▸ INPUT RECORDS
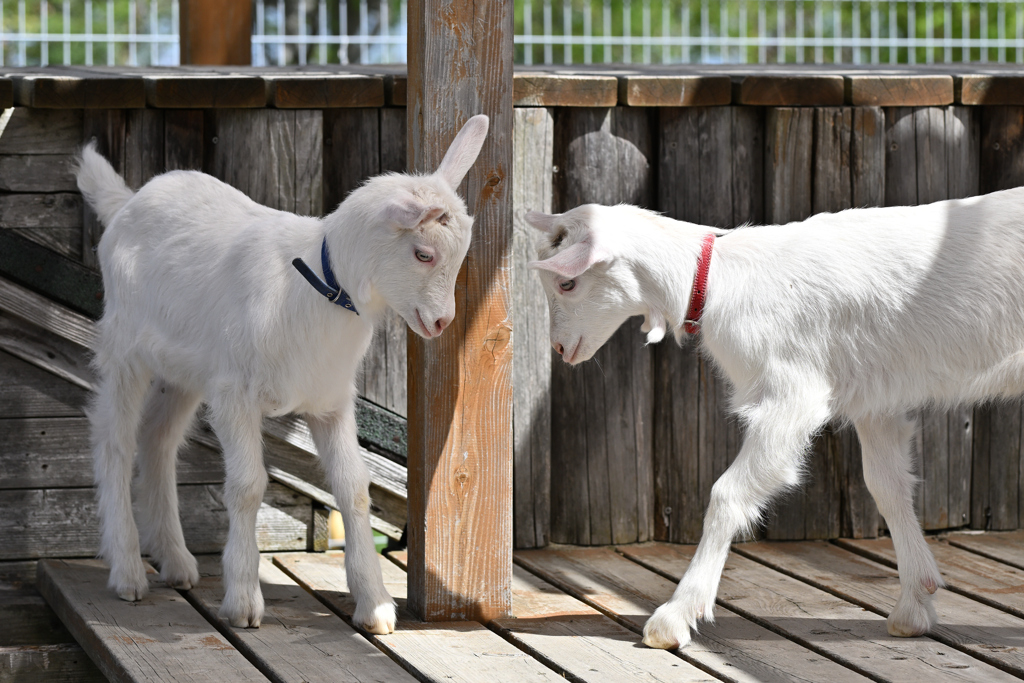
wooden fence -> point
(626, 447)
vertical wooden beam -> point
(216, 32)
(460, 384)
(531, 374)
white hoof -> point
(667, 629)
(128, 580)
(243, 609)
(913, 614)
(379, 620)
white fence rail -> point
(286, 32)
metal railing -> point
(88, 32)
(556, 32)
(768, 32)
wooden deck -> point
(787, 611)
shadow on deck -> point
(803, 610)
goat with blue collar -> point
(203, 303)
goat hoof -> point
(243, 610)
(130, 585)
(380, 621)
(910, 617)
(667, 629)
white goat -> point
(202, 302)
(860, 315)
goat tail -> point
(103, 188)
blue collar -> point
(330, 289)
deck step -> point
(980, 631)
(298, 640)
(159, 638)
(579, 641)
(732, 647)
(442, 651)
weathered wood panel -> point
(297, 641)
(970, 574)
(603, 462)
(431, 651)
(29, 392)
(54, 453)
(710, 172)
(37, 173)
(64, 522)
(108, 128)
(61, 663)
(273, 156)
(830, 626)
(160, 638)
(988, 635)
(732, 647)
(42, 132)
(531, 188)
(460, 384)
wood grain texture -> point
(576, 640)
(605, 157)
(107, 128)
(298, 641)
(675, 90)
(310, 90)
(988, 635)
(787, 164)
(460, 385)
(972, 575)
(51, 453)
(787, 90)
(273, 156)
(37, 173)
(160, 638)
(6, 93)
(431, 651)
(42, 132)
(732, 648)
(710, 171)
(837, 629)
(1007, 547)
(29, 392)
(532, 174)
(77, 88)
(216, 33)
(64, 522)
(183, 139)
(989, 89)
(61, 663)
(28, 620)
(889, 90)
(534, 89)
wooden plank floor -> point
(786, 611)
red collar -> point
(699, 292)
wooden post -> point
(216, 33)
(460, 392)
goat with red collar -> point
(861, 316)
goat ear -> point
(464, 151)
(573, 261)
(542, 221)
(407, 212)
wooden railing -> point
(625, 449)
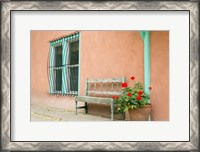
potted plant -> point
(133, 102)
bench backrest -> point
(104, 86)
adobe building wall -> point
(103, 54)
(160, 75)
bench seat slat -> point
(94, 99)
(104, 92)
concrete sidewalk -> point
(44, 113)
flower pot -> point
(139, 114)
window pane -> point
(74, 79)
(58, 63)
(59, 80)
(74, 46)
(74, 60)
(58, 56)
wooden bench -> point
(100, 91)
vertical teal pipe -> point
(147, 61)
(79, 62)
(51, 64)
(146, 38)
(64, 62)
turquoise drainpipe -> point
(146, 39)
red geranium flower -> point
(140, 92)
(132, 78)
(139, 98)
(129, 94)
(124, 85)
(115, 97)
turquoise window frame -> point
(65, 41)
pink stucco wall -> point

▸ TASK REQUIREMENTS
Reproduce the data word for word, excluding its pictures.

▸ TASK SOLUTION
wooden fence -> point
(626, 447)
vertical wooden beam -> point
(216, 32)
(460, 384)
(531, 374)
white hoof -> point
(667, 629)
(128, 580)
(243, 609)
(913, 614)
(379, 620)
white fence rail -> point
(286, 32)
metal railing -> point
(88, 32)
(556, 32)
(768, 32)
wooden deck -> point
(787, 611)
shadow on deck -> point
(803, 610)
goat with blue collar -> point
(203, 303)
goat hoof -> point
(243, 610)
(130, 585)
(380, 621)
(910, 617)
(667, 629)
white goat -> point
(202, 302)
(860, 315)
goat tail -> point
(103, 188)
blue collar -> point
(330, 289)
deck step -> point
(980, 631)
(298, 640)
(159, 638)
(579, 641)
(732, 647)
(442, 651)
weathered wood panel -> point
(297, 641)
(970, 574)
(603, 462)
(431, 651)
(29, 392)
(54, 453)
(710, 172)
(37, 173)
(64, 522)
(108, 128)
(61, 663)
(273, 156)
(830, 626)
(160, 638)
(988, 635)
(732, 647)
(42, 132)
(531, 188)
(460, 384)
wood grain texture -> point
(576, 640)
(605, 157)
(107, 128)
(298, 641)
(675, 90)
(310, 90)
(988, 635)
(787, 164)
(460, 385)
(972, 575)
(51, 453)
(787, 90)
(273, 156)
(37, 173)
(160, 638)
(6, 93)
(431, 651)
(42, 132)
(732, 648)
(710, 171)
(837, 629)
(1007, 547)
(29, 392)
(532, 174)
(77, 88)
(216, 33)
(64, 522)
(183, 139)
(989, 89)
(61, 663)
(28, 620)
(889, 90)
(534, 89)
wooden plank floor -> point
(786, 611)
red collar -> point
(699, 292)
wooden post -> point
(216, 33)
(460, 392)
goat with red collar -> point
(861, 316)
goat ear -> point
(464, 151)
(573, 261)
(542, 221)
(407, 212)
wooden railing -> point
(625, 449)
potted plant -> point
(133, 102)
bench backrest -> point
(104, 86)
adobe building wall -> point
(103, 54)
(160, 75)
bench seat slat -> point
(94, 99)
(104, 92)
concrete sidewalk -> point
(44, 113)
flower pot -> point
(139, 114)
window pane -> point
(74, 79)
(58, 63)
(59, 80)
(74, 46)
(74, 60)
(58, 56)
wooden bench -> point
(100, 91)
vertical teal pipe -> point
(147, 61)
(79, 62)
(51, 64)
(146, 38)
(64, 62)
turquoise drainpipe -> point
(146, 39)
red geranium flower -> point
(140, 92)
(132, 78)
(139, 98)
(129, 94)
(124, 85)
(115, 97)
turquoise window frame -> point
(65, 41)
pink stucco wall -> point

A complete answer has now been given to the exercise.